RECORDS FOR THIS TASK —
>> Start

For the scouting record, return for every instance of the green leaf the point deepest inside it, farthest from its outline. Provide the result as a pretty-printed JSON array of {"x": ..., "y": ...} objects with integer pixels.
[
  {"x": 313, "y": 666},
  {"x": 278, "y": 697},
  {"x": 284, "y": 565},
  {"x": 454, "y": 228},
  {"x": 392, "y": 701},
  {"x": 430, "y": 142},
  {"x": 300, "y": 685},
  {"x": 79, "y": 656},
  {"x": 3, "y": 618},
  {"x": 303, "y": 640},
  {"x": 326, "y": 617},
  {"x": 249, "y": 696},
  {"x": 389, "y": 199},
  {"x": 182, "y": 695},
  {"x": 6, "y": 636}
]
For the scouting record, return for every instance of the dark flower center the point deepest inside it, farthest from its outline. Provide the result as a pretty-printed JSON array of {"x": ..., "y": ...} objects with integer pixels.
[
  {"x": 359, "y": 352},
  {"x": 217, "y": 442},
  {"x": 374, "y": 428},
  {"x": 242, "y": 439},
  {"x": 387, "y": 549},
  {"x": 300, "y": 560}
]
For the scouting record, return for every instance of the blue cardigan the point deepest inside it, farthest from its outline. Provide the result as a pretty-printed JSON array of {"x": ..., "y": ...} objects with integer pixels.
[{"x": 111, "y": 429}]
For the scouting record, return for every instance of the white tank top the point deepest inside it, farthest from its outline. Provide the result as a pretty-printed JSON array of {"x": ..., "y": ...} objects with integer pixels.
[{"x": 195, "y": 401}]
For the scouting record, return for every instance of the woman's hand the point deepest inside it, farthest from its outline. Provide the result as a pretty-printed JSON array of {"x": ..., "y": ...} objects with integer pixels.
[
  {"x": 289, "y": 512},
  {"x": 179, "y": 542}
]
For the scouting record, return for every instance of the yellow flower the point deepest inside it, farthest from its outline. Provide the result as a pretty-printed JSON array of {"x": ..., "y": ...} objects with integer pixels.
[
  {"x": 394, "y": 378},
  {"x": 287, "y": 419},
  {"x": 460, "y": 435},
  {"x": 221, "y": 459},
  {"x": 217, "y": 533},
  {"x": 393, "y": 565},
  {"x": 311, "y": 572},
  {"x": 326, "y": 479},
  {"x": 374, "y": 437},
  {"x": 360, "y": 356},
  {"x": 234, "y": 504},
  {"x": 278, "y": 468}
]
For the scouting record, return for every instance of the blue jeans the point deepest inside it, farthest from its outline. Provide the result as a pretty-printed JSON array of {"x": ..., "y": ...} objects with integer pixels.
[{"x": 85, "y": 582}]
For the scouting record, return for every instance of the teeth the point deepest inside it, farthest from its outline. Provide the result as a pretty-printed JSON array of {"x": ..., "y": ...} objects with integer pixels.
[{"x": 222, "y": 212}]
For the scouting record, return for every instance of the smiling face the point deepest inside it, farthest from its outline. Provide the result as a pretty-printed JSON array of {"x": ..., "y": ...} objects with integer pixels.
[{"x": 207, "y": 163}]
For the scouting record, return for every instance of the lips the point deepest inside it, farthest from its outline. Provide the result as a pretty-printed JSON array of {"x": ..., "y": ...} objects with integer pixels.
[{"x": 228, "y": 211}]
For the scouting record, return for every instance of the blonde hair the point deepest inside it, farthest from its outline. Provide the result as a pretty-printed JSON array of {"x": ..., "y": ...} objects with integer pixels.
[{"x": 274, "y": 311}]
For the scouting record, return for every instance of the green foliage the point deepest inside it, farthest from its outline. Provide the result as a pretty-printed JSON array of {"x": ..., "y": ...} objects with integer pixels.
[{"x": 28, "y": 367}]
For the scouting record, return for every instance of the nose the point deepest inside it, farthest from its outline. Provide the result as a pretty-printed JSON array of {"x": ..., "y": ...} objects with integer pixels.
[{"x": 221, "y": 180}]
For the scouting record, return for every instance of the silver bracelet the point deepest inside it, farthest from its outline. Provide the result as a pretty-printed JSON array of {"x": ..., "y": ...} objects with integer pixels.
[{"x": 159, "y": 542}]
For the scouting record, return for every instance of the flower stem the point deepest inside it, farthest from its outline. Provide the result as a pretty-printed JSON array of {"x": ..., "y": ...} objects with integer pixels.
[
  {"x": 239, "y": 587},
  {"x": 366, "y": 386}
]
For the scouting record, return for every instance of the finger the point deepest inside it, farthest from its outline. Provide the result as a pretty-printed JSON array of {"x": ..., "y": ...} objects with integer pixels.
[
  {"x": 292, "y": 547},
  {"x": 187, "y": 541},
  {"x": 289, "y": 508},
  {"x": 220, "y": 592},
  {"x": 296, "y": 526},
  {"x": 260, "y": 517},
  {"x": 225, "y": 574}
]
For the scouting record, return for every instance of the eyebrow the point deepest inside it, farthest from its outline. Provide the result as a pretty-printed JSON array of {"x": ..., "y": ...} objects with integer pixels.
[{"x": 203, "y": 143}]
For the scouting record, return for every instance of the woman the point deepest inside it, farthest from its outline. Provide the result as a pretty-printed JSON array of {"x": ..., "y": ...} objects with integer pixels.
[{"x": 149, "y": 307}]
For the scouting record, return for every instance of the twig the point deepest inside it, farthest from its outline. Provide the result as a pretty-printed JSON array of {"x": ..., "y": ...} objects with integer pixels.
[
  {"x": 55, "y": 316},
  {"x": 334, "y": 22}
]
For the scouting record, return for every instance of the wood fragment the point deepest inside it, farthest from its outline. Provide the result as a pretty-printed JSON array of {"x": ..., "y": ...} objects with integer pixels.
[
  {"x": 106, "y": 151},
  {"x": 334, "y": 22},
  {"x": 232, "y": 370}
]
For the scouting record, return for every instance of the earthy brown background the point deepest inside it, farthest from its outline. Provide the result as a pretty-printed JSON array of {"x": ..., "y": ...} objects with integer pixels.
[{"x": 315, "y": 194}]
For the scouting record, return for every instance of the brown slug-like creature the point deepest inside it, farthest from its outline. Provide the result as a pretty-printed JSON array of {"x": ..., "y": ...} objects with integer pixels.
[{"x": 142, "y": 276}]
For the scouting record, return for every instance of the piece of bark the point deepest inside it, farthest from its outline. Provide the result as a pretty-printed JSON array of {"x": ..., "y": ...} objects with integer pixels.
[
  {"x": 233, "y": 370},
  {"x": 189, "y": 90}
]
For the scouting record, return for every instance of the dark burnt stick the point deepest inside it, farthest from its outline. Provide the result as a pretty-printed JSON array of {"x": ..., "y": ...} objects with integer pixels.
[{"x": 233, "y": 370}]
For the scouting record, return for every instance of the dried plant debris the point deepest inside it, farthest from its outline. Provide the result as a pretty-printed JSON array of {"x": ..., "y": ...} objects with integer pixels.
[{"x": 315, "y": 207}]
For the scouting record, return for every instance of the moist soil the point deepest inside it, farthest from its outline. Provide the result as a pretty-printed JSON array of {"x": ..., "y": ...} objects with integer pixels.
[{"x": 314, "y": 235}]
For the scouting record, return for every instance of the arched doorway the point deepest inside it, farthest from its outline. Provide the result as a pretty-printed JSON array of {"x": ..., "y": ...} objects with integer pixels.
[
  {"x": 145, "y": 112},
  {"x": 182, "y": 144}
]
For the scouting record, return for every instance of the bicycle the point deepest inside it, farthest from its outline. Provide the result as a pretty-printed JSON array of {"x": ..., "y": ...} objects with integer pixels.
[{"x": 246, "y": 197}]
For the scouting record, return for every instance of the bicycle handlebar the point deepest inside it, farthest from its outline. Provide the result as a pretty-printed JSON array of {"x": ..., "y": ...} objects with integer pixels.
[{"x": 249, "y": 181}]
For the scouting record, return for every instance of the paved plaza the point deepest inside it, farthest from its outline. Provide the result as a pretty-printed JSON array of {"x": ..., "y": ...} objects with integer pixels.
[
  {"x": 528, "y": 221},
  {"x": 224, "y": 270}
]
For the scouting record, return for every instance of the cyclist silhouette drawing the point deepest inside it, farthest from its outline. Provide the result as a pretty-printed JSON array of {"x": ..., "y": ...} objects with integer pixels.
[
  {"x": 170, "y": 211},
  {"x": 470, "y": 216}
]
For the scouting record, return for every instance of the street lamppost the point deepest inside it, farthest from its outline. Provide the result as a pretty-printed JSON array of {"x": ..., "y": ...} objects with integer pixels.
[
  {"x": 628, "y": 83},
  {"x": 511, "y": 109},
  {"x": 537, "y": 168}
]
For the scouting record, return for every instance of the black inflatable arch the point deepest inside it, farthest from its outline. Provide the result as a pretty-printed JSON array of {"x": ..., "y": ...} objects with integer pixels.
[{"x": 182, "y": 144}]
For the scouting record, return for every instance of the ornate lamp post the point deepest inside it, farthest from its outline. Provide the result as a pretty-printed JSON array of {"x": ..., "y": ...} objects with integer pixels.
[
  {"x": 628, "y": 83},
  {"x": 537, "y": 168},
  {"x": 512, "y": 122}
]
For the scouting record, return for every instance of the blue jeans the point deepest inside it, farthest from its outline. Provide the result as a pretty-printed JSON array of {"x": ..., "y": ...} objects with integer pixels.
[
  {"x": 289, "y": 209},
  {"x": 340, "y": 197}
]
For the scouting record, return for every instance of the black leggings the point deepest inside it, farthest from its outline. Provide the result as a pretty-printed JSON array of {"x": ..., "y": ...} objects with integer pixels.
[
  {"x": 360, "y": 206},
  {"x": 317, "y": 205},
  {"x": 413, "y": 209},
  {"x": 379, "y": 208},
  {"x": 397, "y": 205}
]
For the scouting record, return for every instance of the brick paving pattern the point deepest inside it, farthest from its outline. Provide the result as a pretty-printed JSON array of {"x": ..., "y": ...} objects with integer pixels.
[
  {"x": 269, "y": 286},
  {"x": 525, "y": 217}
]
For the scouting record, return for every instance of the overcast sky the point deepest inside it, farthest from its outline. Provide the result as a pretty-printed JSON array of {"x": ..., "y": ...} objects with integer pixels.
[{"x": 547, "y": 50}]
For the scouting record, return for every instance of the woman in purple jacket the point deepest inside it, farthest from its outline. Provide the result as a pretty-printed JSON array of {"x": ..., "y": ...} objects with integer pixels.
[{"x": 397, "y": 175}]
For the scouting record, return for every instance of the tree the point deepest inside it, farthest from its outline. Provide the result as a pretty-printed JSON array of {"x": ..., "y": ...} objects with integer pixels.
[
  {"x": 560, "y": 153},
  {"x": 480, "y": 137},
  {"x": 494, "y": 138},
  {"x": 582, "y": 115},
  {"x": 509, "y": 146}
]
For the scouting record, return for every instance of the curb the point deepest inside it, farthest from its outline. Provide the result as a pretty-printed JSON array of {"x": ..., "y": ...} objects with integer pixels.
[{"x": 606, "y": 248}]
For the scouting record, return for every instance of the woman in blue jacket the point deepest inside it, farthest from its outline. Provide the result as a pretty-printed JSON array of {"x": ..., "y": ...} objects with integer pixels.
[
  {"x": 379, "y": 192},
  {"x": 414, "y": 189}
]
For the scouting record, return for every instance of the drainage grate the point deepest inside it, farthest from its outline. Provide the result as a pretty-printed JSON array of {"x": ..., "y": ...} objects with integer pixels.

>> End

TASK DETAILS —
Every line from the one holding "woman in blue" through the final line of the listing must be echoed exactly; leave out all other lines.

TASK RESPONSE —
For the scouting record, return for every instance of the woman in blue jacket the point deepest inside it, farthest from its outline. Provide the result as a pretty-printed JSON array of {"x": ..., "y": ...} objects with integer pixels.
[
  {"x": 379, "y": 192},
  {"x": 414, "y": 189}
]
For the scouting record, return for every instance of the drainage grate the point deepest inside it, farthest from its outline. Provide the result as a pretty-printed JSON array of {"x": ..., "y": ...} objects with integer pixels.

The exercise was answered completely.